■ Reading passage:
Madam, – ESRI emigration specialist Dr Alan Barrett says current “emigration figures reflect one of the most depressing aspects of the economic downturn . . . emigration that is involuntary is saddening and brings back sad memories for people of my generation who left college in the 1980s” (“Surge in emigration as economic downturn takes toll”, Front page, December 27th).
As an economist who left college in the 1950s to take a 1956 boat from Dún Laoghaire to join the other 60,000 emigrants of that year, I could express similar sentiments. But my George-O’Brien UCD 1952-56 economics studies endowed me with a realism that is strangely lacking, it seems, in many modern economics graduates.
We saw in the 1950s that massive emigration was necessary to offload the hundreds of thousands who had been unable to emigrate in the war and post-war conditions of the 1940s, and that the Whitaker tightening-up measures that Seán Lemass adopted were needed to stop our public finances from being devastated by unsustainable jobs-creation spending. That realism says that similar massive emigration is now needed to offload the hundreds of thousands who would have emigrated during the first decade of this century but for jobs-creation via unsustainable spending financed by public and private borrowing.

■ Raw data:

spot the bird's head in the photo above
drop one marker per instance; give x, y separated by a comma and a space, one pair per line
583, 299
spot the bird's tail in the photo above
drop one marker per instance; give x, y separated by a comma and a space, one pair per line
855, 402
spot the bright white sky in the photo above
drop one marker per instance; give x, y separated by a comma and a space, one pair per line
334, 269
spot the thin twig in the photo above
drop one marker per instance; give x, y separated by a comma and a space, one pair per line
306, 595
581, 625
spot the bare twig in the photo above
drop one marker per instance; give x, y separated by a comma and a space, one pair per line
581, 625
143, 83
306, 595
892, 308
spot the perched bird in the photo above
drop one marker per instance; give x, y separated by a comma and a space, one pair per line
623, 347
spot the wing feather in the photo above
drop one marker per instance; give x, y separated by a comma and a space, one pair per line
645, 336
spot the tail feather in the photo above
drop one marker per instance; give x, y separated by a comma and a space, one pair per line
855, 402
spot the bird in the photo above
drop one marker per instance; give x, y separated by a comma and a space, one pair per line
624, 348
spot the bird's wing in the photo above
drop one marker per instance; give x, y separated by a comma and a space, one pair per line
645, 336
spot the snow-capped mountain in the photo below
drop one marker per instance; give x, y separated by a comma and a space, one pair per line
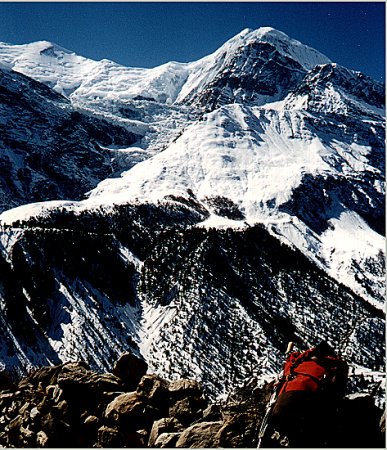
204, 213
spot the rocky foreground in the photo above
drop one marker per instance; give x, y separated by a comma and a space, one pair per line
71, 406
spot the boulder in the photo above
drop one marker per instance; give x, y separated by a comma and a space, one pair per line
163, 426
187, 410
212, 413
109, 437
238, 431
41, 439
76, 377
45, 376
154, 389
185, 388
167, 440
130, 369
200, 435
126, 410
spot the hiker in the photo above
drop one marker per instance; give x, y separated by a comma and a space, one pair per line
305, 410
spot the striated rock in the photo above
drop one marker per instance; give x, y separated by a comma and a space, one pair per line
185, 388
163, 426
126, 409
186, 410
213, 413
130, 369
166, 440
109, 437
154, 389
44, 375
200, 435
77, 376
41, 439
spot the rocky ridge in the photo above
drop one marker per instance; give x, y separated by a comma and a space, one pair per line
71, 406
241, 193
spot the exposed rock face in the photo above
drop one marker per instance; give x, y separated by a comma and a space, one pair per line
71, 406
130, 369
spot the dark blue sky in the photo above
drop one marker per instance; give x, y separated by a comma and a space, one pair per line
146, 34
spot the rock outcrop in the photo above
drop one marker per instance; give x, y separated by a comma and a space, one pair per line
71, 406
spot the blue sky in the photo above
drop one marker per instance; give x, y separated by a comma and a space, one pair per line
146, 34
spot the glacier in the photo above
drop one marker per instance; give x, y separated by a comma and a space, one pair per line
265, 141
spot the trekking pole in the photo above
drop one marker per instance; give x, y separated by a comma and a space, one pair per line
273, 398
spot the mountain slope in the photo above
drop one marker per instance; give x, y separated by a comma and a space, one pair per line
212, 210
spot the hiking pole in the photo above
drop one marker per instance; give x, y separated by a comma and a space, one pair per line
273, 398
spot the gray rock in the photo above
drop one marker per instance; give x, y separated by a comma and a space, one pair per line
186, 410
109, 437
41, 439
130, 369
125, 408
154, 388
167, 440
184, 388
200, 435
162, 426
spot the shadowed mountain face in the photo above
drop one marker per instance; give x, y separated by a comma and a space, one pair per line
49, 149
206, 213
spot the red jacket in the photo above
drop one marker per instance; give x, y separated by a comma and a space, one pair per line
307, 372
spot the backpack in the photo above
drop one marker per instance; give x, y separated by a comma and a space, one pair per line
307, 372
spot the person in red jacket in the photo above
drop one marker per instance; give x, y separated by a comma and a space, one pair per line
312, 384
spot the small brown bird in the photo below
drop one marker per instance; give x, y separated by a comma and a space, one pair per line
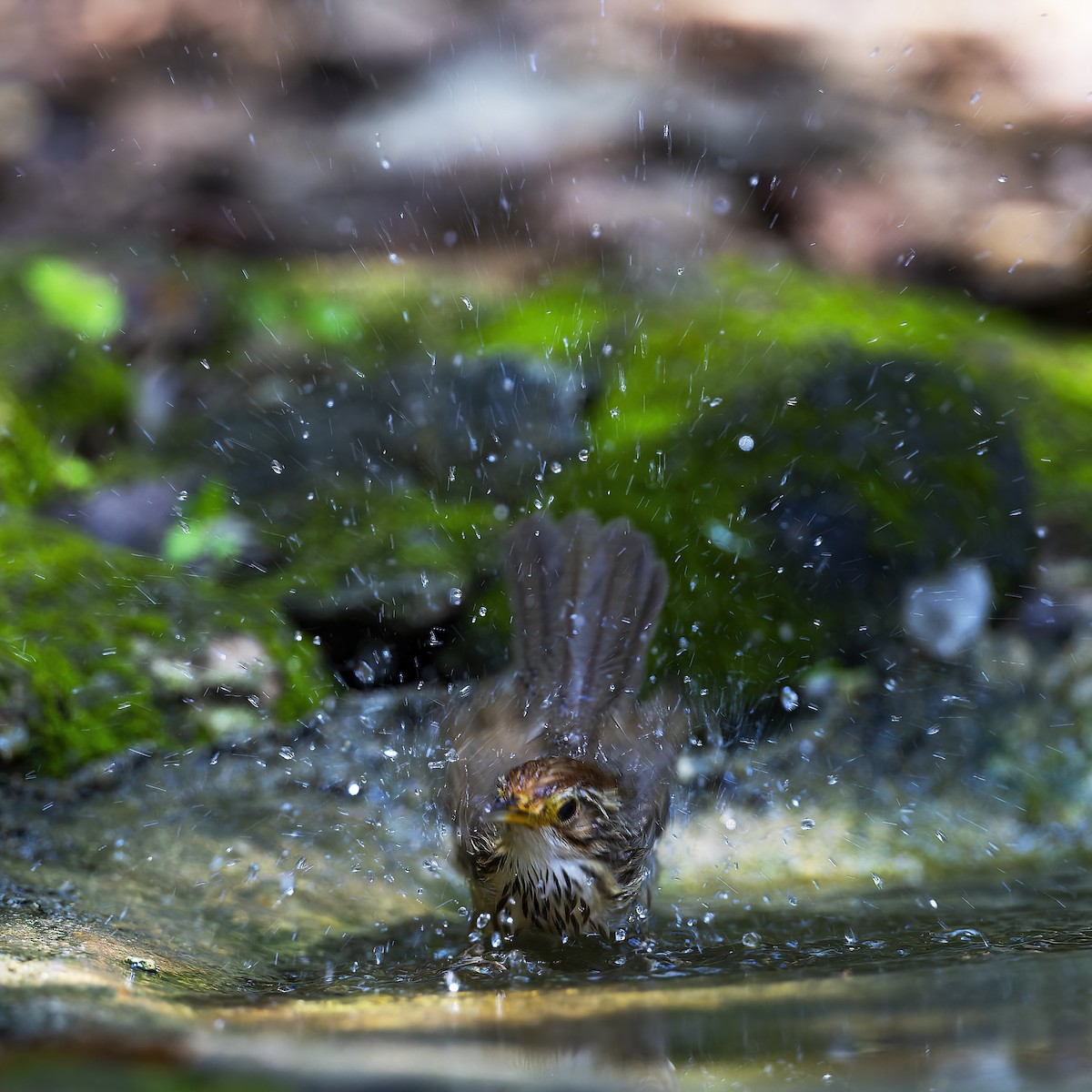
561, 782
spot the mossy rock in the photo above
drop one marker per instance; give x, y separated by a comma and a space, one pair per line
90, 634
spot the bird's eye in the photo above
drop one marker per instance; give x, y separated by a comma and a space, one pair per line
568, 809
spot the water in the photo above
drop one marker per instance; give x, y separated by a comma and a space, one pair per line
189, 920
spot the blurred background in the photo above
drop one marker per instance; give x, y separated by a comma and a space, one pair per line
933, 142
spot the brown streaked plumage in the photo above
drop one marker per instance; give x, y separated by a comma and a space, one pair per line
561, 782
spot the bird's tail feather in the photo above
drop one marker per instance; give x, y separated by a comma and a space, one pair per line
585, 601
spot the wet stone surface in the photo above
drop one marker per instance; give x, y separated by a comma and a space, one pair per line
288, 909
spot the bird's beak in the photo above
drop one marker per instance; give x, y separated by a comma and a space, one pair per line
513, 811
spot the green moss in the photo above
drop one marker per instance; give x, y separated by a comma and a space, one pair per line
83, 632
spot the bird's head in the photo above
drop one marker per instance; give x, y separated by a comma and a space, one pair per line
561, 795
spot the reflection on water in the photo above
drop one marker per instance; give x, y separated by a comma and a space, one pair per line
290, 911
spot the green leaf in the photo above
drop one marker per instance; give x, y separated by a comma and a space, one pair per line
75, 298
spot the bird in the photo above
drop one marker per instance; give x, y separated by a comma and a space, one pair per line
561, 782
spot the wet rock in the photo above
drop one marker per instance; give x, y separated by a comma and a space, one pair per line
947, 614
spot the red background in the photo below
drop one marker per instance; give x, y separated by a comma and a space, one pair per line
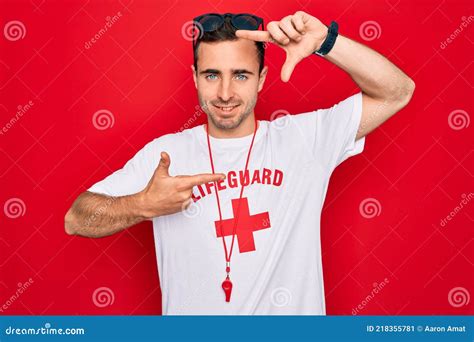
416, 166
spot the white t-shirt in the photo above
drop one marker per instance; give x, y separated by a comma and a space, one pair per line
276, 266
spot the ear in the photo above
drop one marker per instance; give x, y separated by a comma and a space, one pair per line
263, 76
194, 75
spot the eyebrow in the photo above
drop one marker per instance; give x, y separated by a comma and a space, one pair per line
218, 72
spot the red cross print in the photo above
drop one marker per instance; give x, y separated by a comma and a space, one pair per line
246, 225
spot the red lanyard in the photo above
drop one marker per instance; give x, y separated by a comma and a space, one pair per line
227, 284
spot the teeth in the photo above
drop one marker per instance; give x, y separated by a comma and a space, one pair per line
227, 109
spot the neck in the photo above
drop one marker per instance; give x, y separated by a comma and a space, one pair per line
247, 127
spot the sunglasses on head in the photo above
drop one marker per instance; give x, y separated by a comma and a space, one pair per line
210, 22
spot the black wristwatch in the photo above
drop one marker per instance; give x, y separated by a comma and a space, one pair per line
328, 43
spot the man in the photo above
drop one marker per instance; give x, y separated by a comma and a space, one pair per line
272, 176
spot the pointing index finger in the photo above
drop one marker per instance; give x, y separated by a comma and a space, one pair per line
258, 36
199, 179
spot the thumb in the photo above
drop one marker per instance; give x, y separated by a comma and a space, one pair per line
163, 167
288, 67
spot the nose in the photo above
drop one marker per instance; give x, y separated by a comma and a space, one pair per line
225, 91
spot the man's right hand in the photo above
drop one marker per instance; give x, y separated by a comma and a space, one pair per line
166, 194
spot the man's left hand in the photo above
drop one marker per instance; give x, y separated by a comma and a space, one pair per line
299, 35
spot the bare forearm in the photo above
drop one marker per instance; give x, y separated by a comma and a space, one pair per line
95, 215
374, 74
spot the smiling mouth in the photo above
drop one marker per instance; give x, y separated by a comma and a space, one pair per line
226, 109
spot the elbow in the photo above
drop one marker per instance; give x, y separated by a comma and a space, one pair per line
404, 93
407, 91
69, 223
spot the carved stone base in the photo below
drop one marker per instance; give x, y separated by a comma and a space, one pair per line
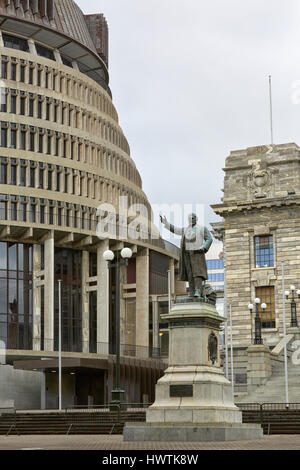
193, 399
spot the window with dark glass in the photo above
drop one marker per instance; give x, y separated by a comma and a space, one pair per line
23, 140
23, 211
3, 210
58, 181
51, 215
31, 107
13, 139
264, 251
3, 100
68, 266
49, 179
39, 77
3, 137
22, 73
22, 105
32, 176
13, 174
41, 178
23, 175
3, 170
14, 42
49, 144
267, 316
41, 143
13, 71
40, 109
16, 295
3, 69
30, 78
44, 52
42, 214
57, 146
14, 210
32, 213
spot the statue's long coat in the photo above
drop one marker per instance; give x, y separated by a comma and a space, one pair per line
198, 263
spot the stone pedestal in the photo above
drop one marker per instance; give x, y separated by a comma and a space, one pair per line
259, 367
194, 400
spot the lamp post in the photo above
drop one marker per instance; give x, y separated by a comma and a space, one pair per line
294, 321
118, 395
257, 322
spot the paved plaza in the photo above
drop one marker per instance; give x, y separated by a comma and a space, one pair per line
103, 442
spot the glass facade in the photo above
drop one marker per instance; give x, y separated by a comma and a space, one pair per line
264, 251
16, 295
159, 266
68, 267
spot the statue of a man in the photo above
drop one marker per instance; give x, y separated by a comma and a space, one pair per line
195, 242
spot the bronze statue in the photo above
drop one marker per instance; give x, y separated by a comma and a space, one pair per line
195, 242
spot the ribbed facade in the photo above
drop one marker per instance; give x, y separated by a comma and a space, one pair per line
63, 154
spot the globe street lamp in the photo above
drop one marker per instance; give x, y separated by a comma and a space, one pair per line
118, 395
294, 321
257, 323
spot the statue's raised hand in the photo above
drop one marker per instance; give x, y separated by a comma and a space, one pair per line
163, 219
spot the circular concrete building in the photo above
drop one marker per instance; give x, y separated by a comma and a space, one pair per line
63, 154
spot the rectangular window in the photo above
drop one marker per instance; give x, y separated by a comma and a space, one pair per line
44, 52
3, 173
3, 69
264, 251
23, 214
22, 106
13, 210
266, 295
41, 143
3, 210
22, 73
40, 109
23, 140
3, 137
13, 174
14, 42
23, 175
32, 177
30, 78
32, 142
13, 139
41, 178
31, 107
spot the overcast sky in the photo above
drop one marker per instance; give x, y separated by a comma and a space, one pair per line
189, 80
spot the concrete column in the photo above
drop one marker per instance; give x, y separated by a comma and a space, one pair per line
123, 280
172, 277
49, 293
102, 300
155, 322
142, 300
85, 301
43, 390
259, 367
36, 327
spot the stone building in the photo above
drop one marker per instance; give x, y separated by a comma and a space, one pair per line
260, 230
63, 153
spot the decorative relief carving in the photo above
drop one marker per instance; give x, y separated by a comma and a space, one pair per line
260, 180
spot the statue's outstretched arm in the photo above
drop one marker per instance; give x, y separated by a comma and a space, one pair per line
207, 240
170, 227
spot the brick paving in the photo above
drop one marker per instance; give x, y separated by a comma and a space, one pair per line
104, 442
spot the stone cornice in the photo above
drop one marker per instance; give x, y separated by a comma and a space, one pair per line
226, 208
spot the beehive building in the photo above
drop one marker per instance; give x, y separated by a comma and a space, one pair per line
63, 153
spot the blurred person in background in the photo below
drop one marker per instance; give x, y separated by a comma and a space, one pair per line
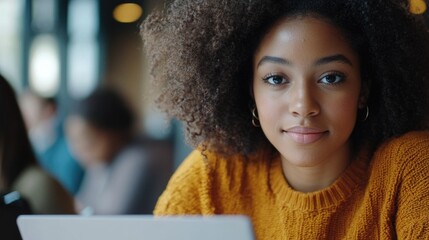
19, 169
48, 140
119, 174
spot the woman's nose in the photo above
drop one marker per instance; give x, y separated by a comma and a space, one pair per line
303, 101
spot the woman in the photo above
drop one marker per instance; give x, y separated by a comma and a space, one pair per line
307, 115
19, 170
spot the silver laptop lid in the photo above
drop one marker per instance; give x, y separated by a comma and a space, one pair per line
134, 227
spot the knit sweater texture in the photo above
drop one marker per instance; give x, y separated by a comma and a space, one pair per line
385, 197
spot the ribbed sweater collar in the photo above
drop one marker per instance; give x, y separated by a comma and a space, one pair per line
328, 197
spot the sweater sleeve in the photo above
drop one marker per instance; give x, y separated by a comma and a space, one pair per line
412, 218
188, 189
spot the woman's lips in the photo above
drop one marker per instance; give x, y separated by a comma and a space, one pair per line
304, 135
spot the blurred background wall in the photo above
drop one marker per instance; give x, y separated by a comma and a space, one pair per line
66, 48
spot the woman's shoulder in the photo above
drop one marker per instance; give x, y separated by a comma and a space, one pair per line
409, 144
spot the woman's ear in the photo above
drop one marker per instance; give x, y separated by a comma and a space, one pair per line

■ The task:
Write out everything in the emigration letter from "As an economist" down to "modern economics graduates.", word for word. The lines after the emigration letter are separate material, unrelated to it.

■ The solution:
As an economist who left college in the 1950s to take a 1956 boat from Dún Laoghaire to join the other 60,000 emigrants of that year, I could express similar sentiments. But my George-O’Brien UCD 1952-56 economics studies endowed me with a realism that is strangely lacking, it seems, in many modern economics graduates.